Location identification listing
- - -

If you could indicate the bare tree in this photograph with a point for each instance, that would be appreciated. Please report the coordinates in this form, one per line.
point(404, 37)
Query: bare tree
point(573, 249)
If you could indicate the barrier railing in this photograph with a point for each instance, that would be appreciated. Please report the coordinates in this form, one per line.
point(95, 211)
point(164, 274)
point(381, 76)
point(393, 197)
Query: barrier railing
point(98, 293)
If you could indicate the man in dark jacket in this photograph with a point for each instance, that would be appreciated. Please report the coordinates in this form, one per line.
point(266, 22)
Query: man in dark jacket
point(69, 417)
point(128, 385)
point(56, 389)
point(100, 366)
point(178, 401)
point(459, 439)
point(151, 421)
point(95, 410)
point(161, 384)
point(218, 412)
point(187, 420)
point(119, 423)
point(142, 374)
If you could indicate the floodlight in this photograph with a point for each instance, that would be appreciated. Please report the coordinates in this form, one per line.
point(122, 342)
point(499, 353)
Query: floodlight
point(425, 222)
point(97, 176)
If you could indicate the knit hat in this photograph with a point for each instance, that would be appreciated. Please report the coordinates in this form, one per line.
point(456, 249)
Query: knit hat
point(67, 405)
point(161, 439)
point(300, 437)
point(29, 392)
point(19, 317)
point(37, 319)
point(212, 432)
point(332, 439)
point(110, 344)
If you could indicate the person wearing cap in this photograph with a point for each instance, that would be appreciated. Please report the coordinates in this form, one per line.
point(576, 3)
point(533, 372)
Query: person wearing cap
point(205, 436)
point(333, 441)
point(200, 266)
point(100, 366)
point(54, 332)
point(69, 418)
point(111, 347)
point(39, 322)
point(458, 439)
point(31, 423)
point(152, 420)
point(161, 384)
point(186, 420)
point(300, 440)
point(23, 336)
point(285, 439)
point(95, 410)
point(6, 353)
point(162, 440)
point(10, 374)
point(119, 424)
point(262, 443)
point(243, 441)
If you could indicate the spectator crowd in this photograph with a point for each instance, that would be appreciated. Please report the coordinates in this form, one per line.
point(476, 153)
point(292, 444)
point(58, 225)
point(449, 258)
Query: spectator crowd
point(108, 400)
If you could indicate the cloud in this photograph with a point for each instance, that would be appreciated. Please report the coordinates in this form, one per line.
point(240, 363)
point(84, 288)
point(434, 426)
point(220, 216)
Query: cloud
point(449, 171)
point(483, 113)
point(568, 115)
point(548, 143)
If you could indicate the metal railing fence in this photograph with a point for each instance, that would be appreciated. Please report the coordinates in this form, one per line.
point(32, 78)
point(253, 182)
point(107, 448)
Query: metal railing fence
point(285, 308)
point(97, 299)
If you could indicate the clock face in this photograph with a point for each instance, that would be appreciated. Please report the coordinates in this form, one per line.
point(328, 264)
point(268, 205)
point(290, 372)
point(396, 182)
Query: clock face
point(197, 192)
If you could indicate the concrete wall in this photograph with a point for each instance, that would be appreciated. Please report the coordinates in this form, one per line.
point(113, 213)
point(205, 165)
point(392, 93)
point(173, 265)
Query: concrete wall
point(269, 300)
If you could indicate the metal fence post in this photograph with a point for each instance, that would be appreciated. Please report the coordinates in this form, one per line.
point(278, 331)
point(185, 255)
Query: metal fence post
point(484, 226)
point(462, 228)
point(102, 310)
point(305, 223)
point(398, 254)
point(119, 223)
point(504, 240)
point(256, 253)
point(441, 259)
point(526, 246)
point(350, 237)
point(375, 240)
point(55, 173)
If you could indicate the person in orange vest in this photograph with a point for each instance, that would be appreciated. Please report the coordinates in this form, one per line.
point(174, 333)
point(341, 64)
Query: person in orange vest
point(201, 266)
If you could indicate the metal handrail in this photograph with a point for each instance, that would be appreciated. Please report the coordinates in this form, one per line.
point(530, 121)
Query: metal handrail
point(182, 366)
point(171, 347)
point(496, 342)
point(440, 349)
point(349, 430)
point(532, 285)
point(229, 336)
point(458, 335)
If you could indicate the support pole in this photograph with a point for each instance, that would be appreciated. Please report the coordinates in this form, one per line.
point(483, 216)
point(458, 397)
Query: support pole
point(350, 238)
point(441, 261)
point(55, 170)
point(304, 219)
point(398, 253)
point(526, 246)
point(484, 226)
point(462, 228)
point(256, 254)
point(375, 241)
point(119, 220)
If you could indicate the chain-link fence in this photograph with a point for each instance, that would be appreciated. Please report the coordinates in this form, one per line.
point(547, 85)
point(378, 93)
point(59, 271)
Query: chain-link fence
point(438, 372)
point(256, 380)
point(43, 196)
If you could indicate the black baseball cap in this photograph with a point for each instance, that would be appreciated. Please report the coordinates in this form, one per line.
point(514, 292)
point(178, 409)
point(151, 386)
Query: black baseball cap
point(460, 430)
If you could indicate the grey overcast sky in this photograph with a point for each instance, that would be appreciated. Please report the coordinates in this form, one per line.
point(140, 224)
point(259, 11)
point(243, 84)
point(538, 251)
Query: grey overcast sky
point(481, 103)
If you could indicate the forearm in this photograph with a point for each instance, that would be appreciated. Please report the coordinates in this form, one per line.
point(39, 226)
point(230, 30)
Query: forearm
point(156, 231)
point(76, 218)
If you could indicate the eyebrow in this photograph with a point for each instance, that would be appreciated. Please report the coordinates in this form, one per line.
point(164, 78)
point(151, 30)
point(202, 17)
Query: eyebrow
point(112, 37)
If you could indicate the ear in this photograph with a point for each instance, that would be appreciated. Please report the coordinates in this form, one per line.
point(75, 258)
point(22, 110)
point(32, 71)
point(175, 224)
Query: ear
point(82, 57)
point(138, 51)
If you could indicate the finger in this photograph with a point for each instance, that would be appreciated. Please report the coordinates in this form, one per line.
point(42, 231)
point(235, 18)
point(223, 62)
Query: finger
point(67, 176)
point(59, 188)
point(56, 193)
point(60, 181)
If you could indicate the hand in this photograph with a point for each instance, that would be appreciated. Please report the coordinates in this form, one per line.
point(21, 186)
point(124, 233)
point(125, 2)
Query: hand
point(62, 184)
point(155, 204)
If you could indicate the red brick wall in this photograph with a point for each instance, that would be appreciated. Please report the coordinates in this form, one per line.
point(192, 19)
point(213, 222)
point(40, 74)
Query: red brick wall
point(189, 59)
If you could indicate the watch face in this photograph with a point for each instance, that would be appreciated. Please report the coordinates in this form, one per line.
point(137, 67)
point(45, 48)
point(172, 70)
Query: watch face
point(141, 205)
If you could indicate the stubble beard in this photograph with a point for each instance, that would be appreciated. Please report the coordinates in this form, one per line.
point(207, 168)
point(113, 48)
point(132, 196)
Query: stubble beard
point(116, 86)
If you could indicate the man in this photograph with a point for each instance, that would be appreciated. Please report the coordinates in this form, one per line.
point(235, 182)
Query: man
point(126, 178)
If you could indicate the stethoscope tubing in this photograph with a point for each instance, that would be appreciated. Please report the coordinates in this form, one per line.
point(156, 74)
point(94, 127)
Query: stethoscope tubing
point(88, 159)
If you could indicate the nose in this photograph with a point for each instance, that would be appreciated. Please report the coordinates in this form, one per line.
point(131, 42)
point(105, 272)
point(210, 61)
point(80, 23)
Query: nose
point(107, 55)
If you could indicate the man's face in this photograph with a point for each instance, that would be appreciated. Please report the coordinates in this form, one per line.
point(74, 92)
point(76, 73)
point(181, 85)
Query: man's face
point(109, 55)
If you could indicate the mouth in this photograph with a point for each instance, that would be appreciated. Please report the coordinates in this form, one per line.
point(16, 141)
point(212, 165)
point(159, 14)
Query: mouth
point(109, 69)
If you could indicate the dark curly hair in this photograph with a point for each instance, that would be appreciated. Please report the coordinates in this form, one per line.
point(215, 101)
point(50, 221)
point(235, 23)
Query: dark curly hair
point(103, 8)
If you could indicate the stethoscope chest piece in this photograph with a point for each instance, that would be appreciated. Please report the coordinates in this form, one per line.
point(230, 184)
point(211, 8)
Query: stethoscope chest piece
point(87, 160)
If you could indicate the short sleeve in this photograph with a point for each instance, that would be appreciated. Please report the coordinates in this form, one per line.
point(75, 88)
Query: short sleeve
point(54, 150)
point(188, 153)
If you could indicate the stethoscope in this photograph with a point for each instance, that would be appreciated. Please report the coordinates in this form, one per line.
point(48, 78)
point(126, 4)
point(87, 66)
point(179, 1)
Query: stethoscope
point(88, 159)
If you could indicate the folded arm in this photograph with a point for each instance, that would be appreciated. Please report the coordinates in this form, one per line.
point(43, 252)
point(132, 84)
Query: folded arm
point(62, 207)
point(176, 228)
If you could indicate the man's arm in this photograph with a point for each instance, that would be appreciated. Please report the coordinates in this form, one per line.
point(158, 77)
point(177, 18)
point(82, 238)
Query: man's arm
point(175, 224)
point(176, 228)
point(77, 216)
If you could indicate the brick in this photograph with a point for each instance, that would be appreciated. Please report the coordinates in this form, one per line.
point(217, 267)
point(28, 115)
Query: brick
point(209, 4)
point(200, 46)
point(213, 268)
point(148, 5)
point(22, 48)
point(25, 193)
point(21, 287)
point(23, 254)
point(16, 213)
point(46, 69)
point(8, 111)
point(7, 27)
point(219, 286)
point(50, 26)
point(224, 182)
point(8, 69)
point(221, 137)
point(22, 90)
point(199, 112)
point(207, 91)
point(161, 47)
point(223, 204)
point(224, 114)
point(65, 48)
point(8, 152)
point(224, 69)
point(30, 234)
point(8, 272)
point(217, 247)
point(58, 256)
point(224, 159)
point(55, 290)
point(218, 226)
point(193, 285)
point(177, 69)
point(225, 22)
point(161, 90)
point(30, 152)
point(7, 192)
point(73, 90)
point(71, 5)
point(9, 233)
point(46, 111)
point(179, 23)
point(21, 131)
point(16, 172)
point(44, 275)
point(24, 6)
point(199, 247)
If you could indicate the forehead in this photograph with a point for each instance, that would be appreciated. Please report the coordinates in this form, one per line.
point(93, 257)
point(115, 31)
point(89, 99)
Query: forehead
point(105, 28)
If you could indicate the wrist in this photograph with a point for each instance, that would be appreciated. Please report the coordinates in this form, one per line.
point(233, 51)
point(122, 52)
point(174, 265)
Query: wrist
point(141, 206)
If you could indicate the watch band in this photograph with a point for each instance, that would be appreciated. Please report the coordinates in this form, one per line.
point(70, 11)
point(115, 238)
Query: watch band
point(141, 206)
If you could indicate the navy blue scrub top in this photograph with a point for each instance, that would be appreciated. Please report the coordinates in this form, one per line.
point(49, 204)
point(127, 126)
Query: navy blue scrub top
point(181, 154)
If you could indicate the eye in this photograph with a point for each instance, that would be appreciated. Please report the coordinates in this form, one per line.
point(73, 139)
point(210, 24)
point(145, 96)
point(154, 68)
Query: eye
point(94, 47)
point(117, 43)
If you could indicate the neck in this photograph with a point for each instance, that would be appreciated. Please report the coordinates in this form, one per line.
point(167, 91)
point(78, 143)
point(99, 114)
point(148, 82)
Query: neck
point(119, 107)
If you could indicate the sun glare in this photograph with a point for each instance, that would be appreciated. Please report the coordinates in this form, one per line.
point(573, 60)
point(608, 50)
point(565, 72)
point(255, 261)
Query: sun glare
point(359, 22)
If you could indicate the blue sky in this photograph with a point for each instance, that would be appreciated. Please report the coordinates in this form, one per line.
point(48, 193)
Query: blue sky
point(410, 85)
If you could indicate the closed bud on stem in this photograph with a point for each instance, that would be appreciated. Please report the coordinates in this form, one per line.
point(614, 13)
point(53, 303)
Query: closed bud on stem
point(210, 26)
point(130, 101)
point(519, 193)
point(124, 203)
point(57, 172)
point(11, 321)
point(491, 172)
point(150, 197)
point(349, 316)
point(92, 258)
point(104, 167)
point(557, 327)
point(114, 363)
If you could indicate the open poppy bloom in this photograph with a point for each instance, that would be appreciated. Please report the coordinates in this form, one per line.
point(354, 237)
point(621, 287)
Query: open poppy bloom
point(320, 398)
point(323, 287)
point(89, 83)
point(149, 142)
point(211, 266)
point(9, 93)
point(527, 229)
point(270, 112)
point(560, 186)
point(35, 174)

- - -

◆ Stated exercise ◆
Rewrite the listing from its first line through the line with "point(573, 249)", putting "leafless tree" in place of "bare tree" and changing nothing else.

◆ Written response ◆
If you could indicate the leafless tree in this photograph with a point for each instance, that would be appreciated. Please report the coordinates in this form, one per line.
point(404, 37)
Query: leafless tree
point(573, 249)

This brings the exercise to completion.